Saturday, April 26, 2008

Leftovers Three Ways. Way #2: Roasted Vegetable and Grain Enchiladas

 

I've gotta say, after trying this recipe, I may never again pay $5 for fake meat based on TVP, tofu, or weird fungi. This was good. And natural. And cheap. And it used up these leftovers.

 

I'm not actually a fan of fake meat. I'd usually rather have vegetables, or occasionally have the real thing. Yet every once and a while, the craving for nachos or meatballs hits me, and I just find myself not wanting to spend $15 for a bowl of free range chili (for that price, I'll take the ribs).

 

This does the trick and it's all natural and homemade. This time, I used a pre-mixed taco seasoning for flavor (I wanted something salty!). Next time, I'd keep things simple to let the vegetable flavor shine through. I could imagine a variety of light seasonings: a little lemon juice, salt and pepper, maybe a little sage or coriander, cayenne, chili powder, or curry powder. I absolutely loved what the ground up pecans did to this dish. Greg is allergic to walnuts, but I imagine those would work just as well. Next time I'll up it to a full cup of nuts, and I'll toast them beforehand. I also happened to toss in some of the braised tofu as well, although I'm not sure that it added anything, so I left tofu out of this recipe.

 

Roasted Vegetable and Grain Enchiladas

Serves 2-4

 

Substitute any vegetables and any grain (except white rice, which might get mushy...) and any nuts you wish. Toasting the nuts before hand might be tasty. This particular set of roasted veggies included carrots, zucchini, asparagus and green peas - but of course, anything would work quite well. You could assemble the filling ahead of time.

 

In a blender or cuisenart, puree, or finely chop by hand:

~1 cup mixed roasted vegetables and Quinoa

1 egg

Generous 1/2 cup pecans

In a medium bowl, combine the veggie/grain mixture with:

Another 1/2 cup roasted vegetables and Quinoa

Seasonings of choice

Set aside the veggie/grain mixture. Chop:

1/2 sweet onion

1 red pepper

To a large fry pan, add:

1 tbsp olive oil

and saute the onions and peppers on medium-high heat until soft (~10 minutes). Add the veggie/grain mixture and continue sauteeing until cooked through (~10 minutes). Add a splash of olive oil to the bottom of  a large casserole dish and assemble the enchiladas with:

6 10-12" flour tortillas

Add ~1/3 cup enchilada filling to each tortilla. Wrap the tortilla around the filling and place, seam side down, in casserole dish. Once assembled, pour over the top of the enchiladas:

1 cup simple red salsa, with a few shots of hot sauce if you wish

1/4 cup chopped pickled jalepenos or green chilis

Bake at 350 degrees for 40 minutes, or until everything is bubbling. Sprinkle over the top of the enchiladas:

1 cup grated cheese

1/4 cup chopped cilantro

Bake for another 10 minutes, or until the cheese is bubbly. Serve with sour cream. and extra salsa.

LISTED ENTRIES:
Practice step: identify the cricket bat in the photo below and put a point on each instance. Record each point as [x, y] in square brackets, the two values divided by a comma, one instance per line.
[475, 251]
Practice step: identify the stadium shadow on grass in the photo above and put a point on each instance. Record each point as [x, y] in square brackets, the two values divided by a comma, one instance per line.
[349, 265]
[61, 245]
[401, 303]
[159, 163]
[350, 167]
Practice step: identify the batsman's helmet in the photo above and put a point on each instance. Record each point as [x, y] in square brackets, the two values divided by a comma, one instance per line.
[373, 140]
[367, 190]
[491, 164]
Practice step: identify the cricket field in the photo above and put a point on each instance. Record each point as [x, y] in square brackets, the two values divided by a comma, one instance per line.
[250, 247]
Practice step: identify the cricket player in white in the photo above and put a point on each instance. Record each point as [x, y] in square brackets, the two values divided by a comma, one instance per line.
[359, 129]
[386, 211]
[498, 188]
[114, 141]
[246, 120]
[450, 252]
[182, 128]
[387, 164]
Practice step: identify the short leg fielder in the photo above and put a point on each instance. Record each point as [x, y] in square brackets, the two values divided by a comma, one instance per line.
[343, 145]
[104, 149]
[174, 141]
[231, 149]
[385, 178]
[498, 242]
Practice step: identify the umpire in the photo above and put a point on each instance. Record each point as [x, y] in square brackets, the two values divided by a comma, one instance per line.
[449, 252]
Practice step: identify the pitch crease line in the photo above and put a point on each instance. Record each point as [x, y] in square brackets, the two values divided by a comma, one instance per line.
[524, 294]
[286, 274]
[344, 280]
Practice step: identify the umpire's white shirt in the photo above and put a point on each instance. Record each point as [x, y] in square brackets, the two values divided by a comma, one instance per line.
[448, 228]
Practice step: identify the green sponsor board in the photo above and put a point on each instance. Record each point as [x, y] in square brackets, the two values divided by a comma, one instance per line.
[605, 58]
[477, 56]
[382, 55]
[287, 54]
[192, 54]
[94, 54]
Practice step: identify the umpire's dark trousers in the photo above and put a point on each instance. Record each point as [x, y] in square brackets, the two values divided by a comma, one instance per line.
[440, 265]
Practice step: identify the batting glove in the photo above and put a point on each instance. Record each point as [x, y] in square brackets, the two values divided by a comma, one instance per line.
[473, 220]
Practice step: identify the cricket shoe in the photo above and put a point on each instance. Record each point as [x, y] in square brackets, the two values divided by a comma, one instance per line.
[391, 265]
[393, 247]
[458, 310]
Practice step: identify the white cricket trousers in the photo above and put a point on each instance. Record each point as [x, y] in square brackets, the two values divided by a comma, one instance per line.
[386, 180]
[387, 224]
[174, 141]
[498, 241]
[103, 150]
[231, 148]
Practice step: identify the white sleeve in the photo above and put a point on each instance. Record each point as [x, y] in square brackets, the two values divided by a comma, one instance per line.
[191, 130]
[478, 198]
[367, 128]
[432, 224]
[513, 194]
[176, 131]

EXERCISE:
Answer these questions about the enchilada recipe.
1. Which nut is Greg allergic to?
2. How many flour tortillas does the recipe call for?
3. At what temperature and for how long are the enchiladas first baked?
The lines aren't needed for the task.

ANSWER TO THE EXERCISE:
1. Walnuts.
2. Six 10-12" flour tortillas.
3. At 350 degrees for 40 minutes, or until everything is bubbling.